» **PROBLEM REQUIREMENTS**:
Please write out the part that opens with the line containing "In this exercise you will find the clay" and closes with the line containing "In this exercise you will find the white foam", changing "marker" to "pin" and keeping everything else the same. Leave the pictures out of your answer.

» **MATERIAL FOR THIS EXERCISE**:

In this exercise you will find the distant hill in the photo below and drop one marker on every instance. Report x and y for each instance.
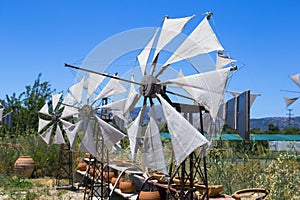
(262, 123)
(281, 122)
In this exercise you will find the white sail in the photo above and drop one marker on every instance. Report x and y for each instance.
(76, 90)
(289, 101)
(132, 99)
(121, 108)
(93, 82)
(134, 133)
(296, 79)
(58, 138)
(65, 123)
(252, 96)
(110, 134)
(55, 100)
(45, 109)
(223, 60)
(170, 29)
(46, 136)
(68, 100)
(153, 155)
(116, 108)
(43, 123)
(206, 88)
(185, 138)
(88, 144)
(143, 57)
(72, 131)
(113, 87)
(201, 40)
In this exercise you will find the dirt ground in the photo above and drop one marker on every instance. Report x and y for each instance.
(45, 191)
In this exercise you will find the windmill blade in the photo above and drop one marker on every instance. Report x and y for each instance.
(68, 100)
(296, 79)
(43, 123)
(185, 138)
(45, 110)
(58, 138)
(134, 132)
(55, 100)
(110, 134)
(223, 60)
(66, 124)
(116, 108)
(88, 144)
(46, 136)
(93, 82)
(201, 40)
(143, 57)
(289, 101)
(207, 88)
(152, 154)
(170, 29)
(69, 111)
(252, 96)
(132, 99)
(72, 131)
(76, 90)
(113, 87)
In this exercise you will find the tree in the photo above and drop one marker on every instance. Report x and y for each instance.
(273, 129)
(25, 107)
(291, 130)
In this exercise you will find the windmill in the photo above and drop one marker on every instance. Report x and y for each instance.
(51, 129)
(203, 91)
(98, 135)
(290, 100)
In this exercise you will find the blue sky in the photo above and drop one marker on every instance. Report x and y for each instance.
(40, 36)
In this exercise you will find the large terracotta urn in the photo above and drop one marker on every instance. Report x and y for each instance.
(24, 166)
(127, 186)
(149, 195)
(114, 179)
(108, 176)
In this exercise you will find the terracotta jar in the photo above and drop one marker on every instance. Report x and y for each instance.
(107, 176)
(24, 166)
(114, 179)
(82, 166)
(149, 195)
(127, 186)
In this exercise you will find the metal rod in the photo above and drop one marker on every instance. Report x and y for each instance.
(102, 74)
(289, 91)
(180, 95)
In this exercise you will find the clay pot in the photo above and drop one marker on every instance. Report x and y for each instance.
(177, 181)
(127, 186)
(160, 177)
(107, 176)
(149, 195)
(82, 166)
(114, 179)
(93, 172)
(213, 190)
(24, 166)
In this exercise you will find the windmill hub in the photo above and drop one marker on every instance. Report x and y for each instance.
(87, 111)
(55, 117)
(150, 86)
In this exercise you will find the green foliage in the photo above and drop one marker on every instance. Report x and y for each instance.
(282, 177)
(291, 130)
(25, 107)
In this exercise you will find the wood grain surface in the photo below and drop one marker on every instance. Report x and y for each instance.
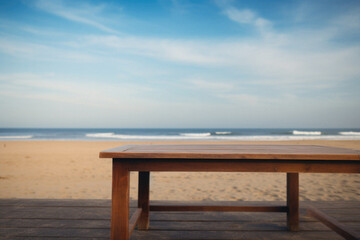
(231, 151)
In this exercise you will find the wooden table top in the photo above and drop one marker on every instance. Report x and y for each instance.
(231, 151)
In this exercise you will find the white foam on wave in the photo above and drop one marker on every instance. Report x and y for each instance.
---
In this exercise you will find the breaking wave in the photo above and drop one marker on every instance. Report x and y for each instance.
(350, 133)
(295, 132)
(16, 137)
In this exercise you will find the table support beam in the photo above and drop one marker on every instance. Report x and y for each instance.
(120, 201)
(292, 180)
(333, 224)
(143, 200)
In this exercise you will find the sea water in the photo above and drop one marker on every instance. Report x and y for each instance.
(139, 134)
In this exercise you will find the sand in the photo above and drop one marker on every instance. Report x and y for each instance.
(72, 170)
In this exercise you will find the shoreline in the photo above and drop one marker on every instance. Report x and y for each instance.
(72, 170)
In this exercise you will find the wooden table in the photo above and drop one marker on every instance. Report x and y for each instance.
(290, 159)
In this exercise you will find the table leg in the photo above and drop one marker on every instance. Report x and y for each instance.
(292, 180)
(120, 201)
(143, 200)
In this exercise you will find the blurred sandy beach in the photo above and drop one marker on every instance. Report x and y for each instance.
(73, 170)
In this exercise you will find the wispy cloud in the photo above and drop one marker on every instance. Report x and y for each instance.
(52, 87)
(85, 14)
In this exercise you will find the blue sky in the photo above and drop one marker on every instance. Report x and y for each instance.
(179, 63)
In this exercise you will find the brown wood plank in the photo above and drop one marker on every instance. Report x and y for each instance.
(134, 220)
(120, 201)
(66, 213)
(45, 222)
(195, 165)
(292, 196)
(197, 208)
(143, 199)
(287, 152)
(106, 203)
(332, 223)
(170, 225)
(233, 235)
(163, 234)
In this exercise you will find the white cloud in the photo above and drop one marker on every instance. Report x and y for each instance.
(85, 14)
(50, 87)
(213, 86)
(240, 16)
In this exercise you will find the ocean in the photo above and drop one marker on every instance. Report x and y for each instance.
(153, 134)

» **FINISHED ANSWER**:
In this exercise you will find the clay pot in the photo above and drop one pin on every instance. Report x and y for each instance.
(177, 181)
(127, 186)
(160, 177)
(107, 176)
(149, 195)
(82, 166)
(114, 179)
(93, 172)
(213, 190)
(24, 166)
In this exercise you will find the windmill hub in the photo above and drop one pin on every instance. Report x and y for each instance.
(87, 111)
(55, 117)
(150, 86)
In this exercise you will find the green foliage in the photo above and drop one pin on every instance. Report x and y for each instance.
(282, 177)
(291, 130)
(25, 107)
In this exercise you will find the wood grain surface in the photo below and drop one pin on every instance. Report x and y for each instance.
(231, 151)
In this exercise you will find the wooden table top in the photo above and drop one pin on every instance. Report x and y for each instance.
(231, 151)
In this exercise you will find the white foam on wave in the photo above and drop one pin on every instance. Report x and y for each instance.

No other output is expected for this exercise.